- _Task requirements_:
Starting with the line that holds "For the makeup artist's other", copy out each remaining line of the listing below, up to and including the last one, and include nothing else.

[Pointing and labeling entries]
__________

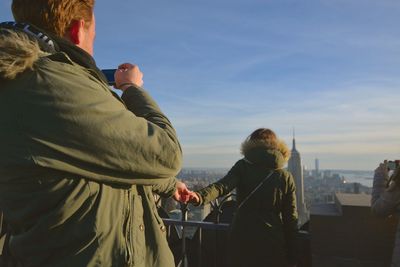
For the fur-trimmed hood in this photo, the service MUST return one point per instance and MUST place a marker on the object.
(18, 52)
(272, 154)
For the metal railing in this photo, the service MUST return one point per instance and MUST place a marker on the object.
(303, 237)
(183, 224)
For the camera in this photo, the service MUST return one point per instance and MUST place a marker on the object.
(393, 164)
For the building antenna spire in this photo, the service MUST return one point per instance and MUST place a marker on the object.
(294, 139)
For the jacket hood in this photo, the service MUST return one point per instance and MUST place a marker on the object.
(272, 155)
(18, 52)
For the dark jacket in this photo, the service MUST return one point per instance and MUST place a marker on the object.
(385, 201)
(78, 165)
(264, 228)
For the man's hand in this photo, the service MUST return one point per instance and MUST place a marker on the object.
(127, 75)
(194, 198)
(182, 193)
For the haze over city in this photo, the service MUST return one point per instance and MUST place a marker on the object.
(220, 69)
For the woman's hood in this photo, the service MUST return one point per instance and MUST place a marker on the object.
(18, 52)
(272, 155)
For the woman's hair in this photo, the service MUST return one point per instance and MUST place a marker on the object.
(54, 16)
(266, 135)
(267, 138)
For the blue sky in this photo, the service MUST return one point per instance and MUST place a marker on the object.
(220, 69)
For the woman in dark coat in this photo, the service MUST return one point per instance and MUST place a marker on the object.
(265, 224)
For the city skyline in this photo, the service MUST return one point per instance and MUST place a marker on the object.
(219, 70)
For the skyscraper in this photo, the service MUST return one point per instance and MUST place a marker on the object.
(296, 169)
(316, 168)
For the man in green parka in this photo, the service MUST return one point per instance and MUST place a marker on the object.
(78, 165)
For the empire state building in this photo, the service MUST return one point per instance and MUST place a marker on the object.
(296, 169)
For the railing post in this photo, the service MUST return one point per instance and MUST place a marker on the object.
(184, 213)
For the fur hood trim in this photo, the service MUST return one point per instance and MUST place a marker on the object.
(18, 53)
(268, 145)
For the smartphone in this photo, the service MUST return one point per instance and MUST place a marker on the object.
(109, 73)
(393, 164)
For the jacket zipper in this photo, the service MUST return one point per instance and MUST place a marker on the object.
(128, 230)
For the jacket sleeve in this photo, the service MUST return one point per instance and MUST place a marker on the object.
(165, 188)
(78, 127)
(290, 218)
(384, 200)
(221, 187)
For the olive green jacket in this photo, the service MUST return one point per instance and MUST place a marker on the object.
(78, 166)
(264, 228)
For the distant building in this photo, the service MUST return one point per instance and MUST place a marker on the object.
(295, 168)
(317, 168)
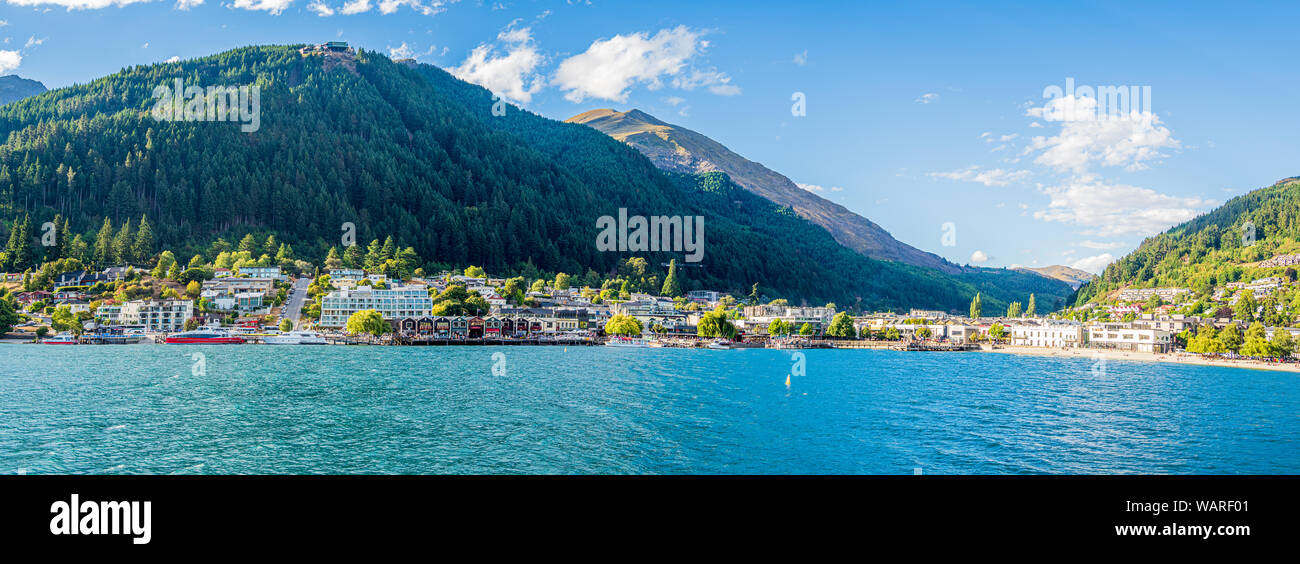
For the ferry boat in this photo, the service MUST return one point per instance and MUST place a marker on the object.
(63, 338)
(627, 342)
(295, 338)
(204, 337)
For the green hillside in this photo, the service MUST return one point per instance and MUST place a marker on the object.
(417, 155)
(1212, 250)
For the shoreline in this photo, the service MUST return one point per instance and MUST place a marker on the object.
(1169, 358)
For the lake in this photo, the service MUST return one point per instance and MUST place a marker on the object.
(211, 410)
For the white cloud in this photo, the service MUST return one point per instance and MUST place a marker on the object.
(1101, 244)
(1086, 139)
(273, 7)
(511, 76)
(610, 68)
(388, 7)
(992, 177)
(320, 8)
(355, 7)
(1117, 209)
(1093, 264)
(77, 4)
(9, 60)
(402, 51)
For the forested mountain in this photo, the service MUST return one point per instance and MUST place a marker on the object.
(14, 87)
(410, 152)
(1229, 244)
(677, 148)
(1071, 276)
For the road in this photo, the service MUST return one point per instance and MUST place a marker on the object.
(297, 298)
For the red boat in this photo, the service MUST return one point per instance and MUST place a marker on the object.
(204, 337)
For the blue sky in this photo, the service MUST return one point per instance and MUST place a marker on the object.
(918, 113)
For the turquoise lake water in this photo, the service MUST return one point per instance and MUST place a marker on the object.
(160, 410)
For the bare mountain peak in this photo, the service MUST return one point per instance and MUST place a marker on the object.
(677, 148)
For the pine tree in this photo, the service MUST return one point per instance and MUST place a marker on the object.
(143, 248)
(104, 244)
(56, 251)
(670, 285)
(124, 243)
(354, 256)
(248, 243)
(332, 259)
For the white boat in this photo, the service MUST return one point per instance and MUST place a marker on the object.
(295, 338)
(627, 342)
(209, 335)
(63, 338)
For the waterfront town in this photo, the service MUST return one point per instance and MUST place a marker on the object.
(263, 303)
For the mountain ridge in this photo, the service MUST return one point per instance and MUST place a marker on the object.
(14, 87)
(683, 150)
(1230, 243)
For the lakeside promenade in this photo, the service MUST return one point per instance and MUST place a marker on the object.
(1171, 358)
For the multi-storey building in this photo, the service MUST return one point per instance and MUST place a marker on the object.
(1125, 337)
(1054, 334)
(391, 303)
(160, 316)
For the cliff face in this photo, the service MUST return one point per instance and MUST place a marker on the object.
(681, 150)
(14, 87)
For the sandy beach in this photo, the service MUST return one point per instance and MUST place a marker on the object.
(1145, 358)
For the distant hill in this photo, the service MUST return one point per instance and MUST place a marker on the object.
(14, 87)
(684, 151)
(412, 152)
(1071, 276)
(1231, 243)
(676, 148)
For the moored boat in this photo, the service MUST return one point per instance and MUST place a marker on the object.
(295, 338)
(204, 337)
(63, 338)
(627, 342)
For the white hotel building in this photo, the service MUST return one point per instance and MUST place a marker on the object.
(157, 316)
(1054, 335)
(1123, 337)
(393, 303)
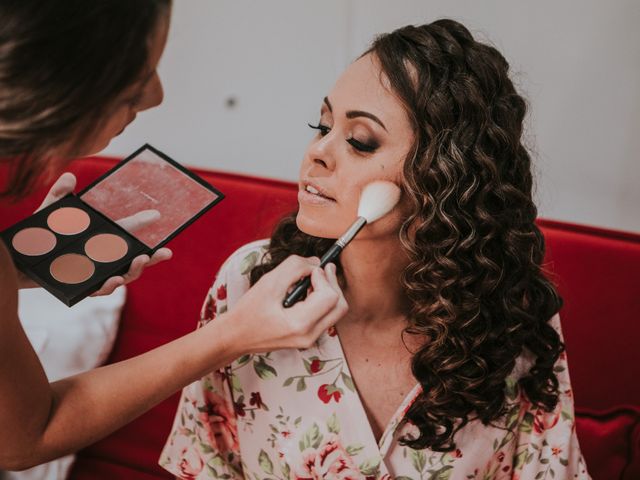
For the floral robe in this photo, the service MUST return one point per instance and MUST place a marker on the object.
(293, 414)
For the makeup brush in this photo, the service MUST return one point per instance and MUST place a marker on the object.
(376, 200)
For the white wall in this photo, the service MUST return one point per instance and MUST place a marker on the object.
(578, 63)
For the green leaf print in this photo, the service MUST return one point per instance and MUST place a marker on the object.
(243, 360)
(354, 449)
(348, 382)
(264, 370)
(235, 383)
(333, 425)
(527, 423)
(418, 460)
(443, 474)
(265, 462)
(312, 438)
(249, 262)
(520, 459)
(370, 467)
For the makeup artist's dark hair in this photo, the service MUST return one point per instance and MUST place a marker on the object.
(62, 65)
(474, 282)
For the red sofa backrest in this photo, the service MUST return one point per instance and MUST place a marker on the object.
(597, 271)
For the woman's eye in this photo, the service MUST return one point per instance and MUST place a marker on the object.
(323, 129)
(362, 147)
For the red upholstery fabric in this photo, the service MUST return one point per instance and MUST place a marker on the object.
(597, 271)
(610, 441)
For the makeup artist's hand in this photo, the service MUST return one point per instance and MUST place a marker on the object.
(65, 184)
(262, 324)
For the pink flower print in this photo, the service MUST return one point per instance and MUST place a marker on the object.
(239, 407)
(327, 392)
(256, 400)
(329, 461)
(316, 365)
(222, 292)
(219, 422)
(190, 464)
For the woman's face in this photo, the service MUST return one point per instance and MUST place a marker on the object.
(146, 93)
(364, 134)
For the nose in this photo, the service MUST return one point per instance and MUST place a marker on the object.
(154, 94)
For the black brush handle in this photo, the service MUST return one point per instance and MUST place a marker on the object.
(299, 292)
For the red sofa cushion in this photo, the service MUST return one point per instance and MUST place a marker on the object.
(596, 271)
(611, 442)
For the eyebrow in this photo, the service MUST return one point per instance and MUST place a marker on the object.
(357, 113)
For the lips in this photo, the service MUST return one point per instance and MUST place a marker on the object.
(313, 194)
(313, 189)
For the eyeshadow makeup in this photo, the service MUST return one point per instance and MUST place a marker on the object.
(74, 245)
(34, 241)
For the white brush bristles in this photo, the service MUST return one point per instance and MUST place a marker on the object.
(377, 199)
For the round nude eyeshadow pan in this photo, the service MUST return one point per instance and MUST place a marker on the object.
(106, 247)
(68, 221)
(72, 268)
(34, 241)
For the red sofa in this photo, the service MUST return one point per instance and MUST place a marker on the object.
(597, 271)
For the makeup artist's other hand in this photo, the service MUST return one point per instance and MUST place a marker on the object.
(65, 184)
(263, 324)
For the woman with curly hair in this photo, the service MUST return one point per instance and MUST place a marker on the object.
(450, 361)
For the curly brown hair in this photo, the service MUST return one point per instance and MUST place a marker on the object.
(475, 281)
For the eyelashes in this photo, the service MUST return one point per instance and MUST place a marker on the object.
(358, 145)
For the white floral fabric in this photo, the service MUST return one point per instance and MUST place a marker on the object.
(293, 414)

__________

- _Output for this task_:
For the makeup artist's other hand in this photo, the service MUST return one point per instance and MUST place a marker on the object.
(65, 184)
(263, 324)
For the woman with curly hair in this photo, the service MUST return one point per instance and MUST place a marker on the object.
(450, 361)
For the curly brown hair in this photo, the service MUST return one point per instance and MUST place a marker on the object.
(475, 281)
For the eyelashes in this photo, the service MUST return one point per instance and MUST place a marker on the object.
(358, 145)
For the white floral fabric in this photo, the service MUST return one point per instance and MUST place a marker on the object.
(293, 414)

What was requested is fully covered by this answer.